» WHAT TO WORK ON: Return the complete listing without omission.

» THE RECORDS:
--------------------

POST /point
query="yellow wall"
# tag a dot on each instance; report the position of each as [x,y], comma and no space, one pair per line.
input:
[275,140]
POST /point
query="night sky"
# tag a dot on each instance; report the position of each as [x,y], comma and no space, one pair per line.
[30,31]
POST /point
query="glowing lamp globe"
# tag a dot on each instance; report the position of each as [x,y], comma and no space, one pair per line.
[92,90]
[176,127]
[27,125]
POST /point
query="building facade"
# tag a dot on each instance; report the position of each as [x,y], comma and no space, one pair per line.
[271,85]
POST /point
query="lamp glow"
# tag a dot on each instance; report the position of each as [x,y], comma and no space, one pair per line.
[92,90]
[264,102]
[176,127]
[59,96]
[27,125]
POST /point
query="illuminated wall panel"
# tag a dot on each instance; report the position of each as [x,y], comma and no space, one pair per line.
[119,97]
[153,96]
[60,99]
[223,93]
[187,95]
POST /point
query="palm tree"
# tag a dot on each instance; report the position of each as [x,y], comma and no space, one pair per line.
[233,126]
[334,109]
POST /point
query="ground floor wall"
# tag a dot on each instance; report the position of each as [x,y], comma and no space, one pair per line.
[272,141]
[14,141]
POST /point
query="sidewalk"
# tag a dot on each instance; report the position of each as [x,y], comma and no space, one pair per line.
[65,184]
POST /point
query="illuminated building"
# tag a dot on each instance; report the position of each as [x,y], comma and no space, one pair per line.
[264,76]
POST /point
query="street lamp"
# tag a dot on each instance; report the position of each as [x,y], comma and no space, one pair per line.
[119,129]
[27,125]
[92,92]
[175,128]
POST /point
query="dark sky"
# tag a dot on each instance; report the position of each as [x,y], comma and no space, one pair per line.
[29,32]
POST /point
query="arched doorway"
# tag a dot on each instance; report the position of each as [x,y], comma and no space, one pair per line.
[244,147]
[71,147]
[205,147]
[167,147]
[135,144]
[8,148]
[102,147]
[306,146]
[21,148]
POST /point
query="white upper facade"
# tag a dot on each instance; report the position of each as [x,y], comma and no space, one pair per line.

--------------------

» EXERCISE RESPONSE:
POST /point
query="yellow wall"
# tag a dot on each instance; report the position of each as [x,y], comma and no space, one pair per line.
input:
[275,140]
POST /point
query="night sky"
# tag a dot on each instance; report the position of each as [x,y], comma and no space, one pair per line.
[30,31]
POST /point
query="glowing lamp globe"
# tag a dot on each instance; report the position of each as [x,y], comma and no space, one pair per line.
[92,90]
[176,127]
[27,125]
POST /point
query="building facade"
# tag a dot on each instance; report the position of each as [x,y], comma and no space, one pair per line.
[271,85]
POST /point
query="lamp glow"
# tag a dot on each instance; report the position of each as [x,y], comma and no space, one pair per line.
[92,90]
[264,102]
[176,127]
[59,96]
[27,125]
POST /point
query="illuminated wall panel"
# tag a dot on each instance; report the position of each as [x,y], comma and no space, one pair per line.
[119,97]
[153,96]
[60,99]
[223,93]
[187,95]
POST /point
query="palm tree"
# tag a dot on each instance; report the position of each as [x,y], comma and no space, one pair per line.
[233,126]
[334,109]
POST /point
query="ground floor wall"
# tag a dot on each instance; report the position of each as [x,y], comma and no space, one pair per line.
[272,141]
[14,141]
POST /point
query="sidewalk"
# tag a dot on each instance; report the position of each as [x,y], comma and no space, one pair per line.
[65,184]
POST /point
query="illuminated building"
# tag a dot on each instance; report the position of each as [x,y], comma and no space, one pair per line.
[264,76]
POST /point
query="street lamp"
# tag a dot on each instance; report the position of each as [x,y], comma and no space, one pair per line.
[119,129]
[27,125]
[92,92]
[175,128]
POST /point
query="dark sky"
# tag a dot on each instance; report the position of each as [x,y], comma and no space, one pair per line.
[29,32]
POST /point
query="arched doorway"
# tag a dot on each instance; report the position of each as [x,y], comma and no space, one pair per line.
[244,147]
[71,147]
[205,147]
[167,147]
[135,144]
[8,148]
[102,147]
[306,146]
[21,148]
POST /point
query="white upper facade"
# tag a dot on each instance; report the position of each as [x,y], comma and no space, one pair per line.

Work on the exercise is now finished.